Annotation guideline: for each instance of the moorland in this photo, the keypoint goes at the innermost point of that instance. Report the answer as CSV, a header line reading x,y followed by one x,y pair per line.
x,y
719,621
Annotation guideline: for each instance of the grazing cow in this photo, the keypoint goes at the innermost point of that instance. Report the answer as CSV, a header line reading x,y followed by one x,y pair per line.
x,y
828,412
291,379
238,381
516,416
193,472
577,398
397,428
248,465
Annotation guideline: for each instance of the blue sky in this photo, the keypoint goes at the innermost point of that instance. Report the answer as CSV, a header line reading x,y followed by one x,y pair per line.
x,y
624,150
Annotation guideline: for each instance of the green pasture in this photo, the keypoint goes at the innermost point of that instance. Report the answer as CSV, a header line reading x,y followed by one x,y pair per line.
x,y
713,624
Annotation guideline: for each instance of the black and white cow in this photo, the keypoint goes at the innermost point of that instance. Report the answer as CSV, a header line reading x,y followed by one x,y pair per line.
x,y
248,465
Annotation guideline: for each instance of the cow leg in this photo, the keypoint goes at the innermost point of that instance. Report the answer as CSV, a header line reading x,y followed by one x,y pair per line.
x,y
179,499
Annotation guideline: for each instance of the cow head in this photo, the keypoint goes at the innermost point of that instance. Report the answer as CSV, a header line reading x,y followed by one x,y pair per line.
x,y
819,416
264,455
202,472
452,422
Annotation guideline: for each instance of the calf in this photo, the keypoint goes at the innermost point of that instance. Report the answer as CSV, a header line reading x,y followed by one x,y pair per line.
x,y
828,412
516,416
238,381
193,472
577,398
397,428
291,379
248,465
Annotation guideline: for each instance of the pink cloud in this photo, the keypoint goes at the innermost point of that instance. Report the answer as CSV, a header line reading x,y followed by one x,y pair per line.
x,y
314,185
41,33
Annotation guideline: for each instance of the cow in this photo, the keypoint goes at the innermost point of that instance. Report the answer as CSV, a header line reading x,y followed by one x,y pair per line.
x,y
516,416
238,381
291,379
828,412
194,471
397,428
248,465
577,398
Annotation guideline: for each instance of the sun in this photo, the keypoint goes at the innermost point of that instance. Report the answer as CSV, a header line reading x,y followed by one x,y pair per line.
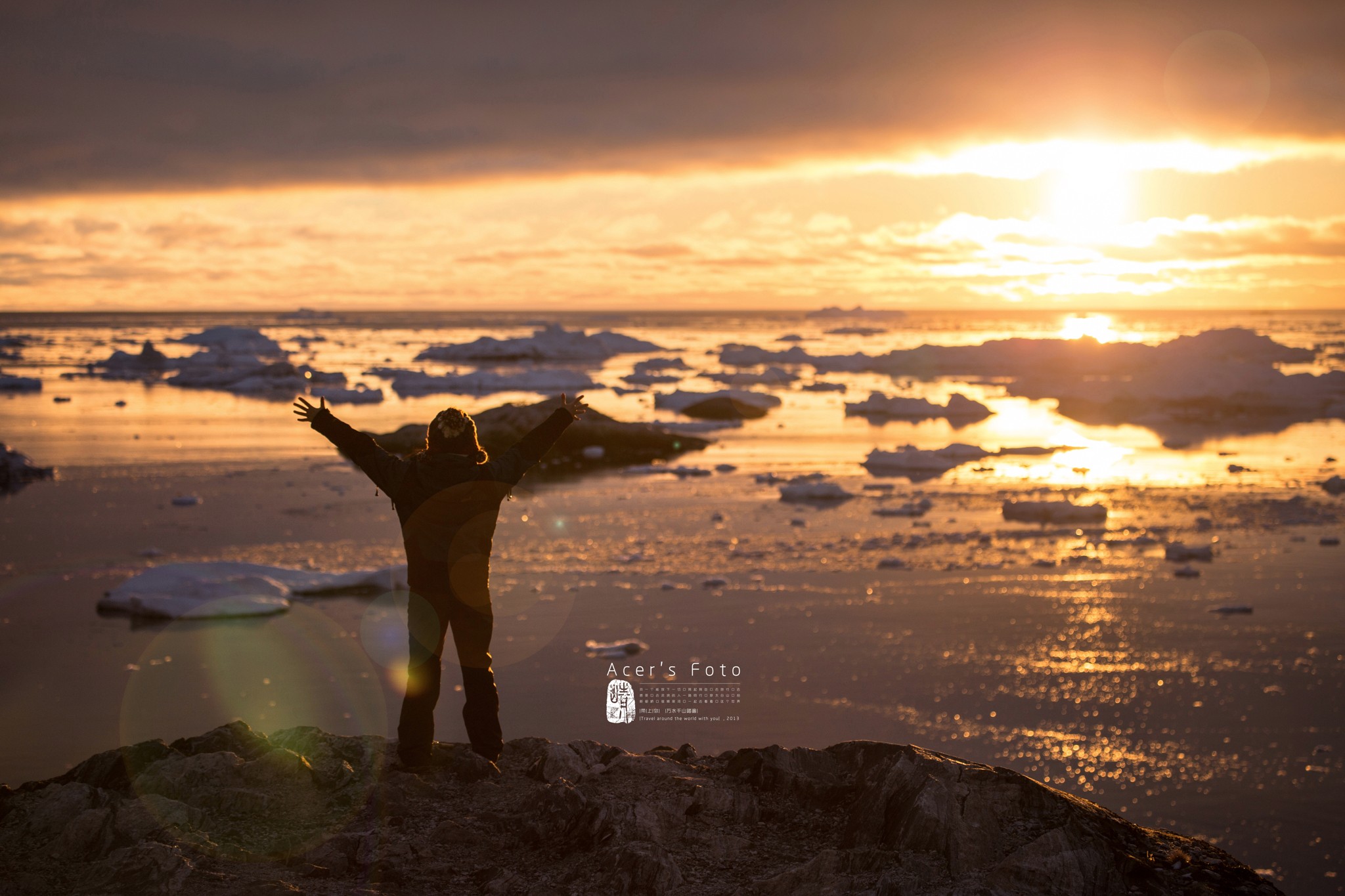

* _ASSIGNMENT_: Write out each entry above once more, exactly as written, and drop the pictures.

* _RESULT OF THE TASK_:
Annotation guideline: for each instance of the moorland in this photo, the keypoint goes at the innermost point of that instance. Report the answer as CSV, a header line reading x,y followed by one x,y pair per line.
x,y
719,621
Annotation guideline: for each instance of the grazing cow in this photo, the keypoint goes at the innermost point of that instance. Report the answer as CSV, a header line reading x,y followed by one x,y pair per line.
x,y
828,412
291,379
238,381
516,416
193,472
577,398
397,428
248,465
Annotation guideline: for each instance of the blue sky in this photo, the keypoint goes at the innermost point of that instance. Report the answer as CSV, a header line reading x,y followed by one x,y pair per line.
x,y
624,150
Annotation guideline: for each instance of the green pasture in this photo, the keypoint goes at the innermost point of that instance. Report the answer as CSV, a header line reading x,y followed by one x,y pair per line.
x,y
713,624
Annotation guideline: for each instance of the black and white cow in this photo, the keypoint goes at the innermost point of that instance. Report the answer as CSV, a header line reading x,y followed by one x,y pair per line.
x,y
248,465
Annotation guideline: for each instance of the cow leg in this photo, the keypoint goes at the innermost point of that instance. Report the answer as CSV, a header line reading x,y followed by one x,y pair per line.
x,y
179,499
Annotation guideline: for each instance of the cow head in this photo, the keypoint goes at the innermost point of that instance. Report the answer as CSV, a header line reading x,y followed by one x,y pair per line.
x,y
819,416
264,455
202,472
452,422
Annotation guideline: for each instance of the calf in this photo, the keypoint goes at the innermost point of that instance. Report the answer as CSV, a header line reading x,y followed by one x,y pair per line.
x,y
828,412
516,416
238,381
193,472
577,398
397,428
291,379
248,465
Annotation guideline: for each instance of the pink cloud in this photo, the keypoint goes at the innermost point of that instance. Report the answer as CSV, a header line reading x,y followed by one x,y pair per line.
x,y
314,185
41,33
Annotation guideline: for each instance of the cow in this photo, the keypoint goes at the innermost point of that instance. Report the answer as CSV, a header line reading x,y followed by one x,y pair per line.
x,y
516,416
238,381
291,379
828,412
194,471
397,428
248,465
577,398
Annotation guideline: for each instance of the sun in this photo, the keypoint goes at the innermost point of that instance. Report the answer as CSV, a header line reading x,y followed by one x,y pair per line.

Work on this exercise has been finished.